>> start

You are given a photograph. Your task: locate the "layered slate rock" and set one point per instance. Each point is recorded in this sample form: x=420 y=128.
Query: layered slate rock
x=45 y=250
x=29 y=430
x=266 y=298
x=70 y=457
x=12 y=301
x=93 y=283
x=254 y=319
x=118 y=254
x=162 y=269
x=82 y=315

>> end

- Exercise brief: Copy every line of the records above, requests included, and scale each x and y coordinate in the answer points by 0.65, rounding to the nearest whole number with halves rounded up. Leave the request lines unchanged.

- Answer to the task:
You are given a photograph. Your task: locate the "layered slate rock" and set one point per instance. Each point is recorded in this sample form: x=420 y=128.
Query: layered slate rock
x=29 y=163
x=19 y=280
x=173 y=194
x=46 y=297
x=8 y=196
x=60 y=184
x=165 y=207
x=77 y=165
x=105 y=175
x=53 y=205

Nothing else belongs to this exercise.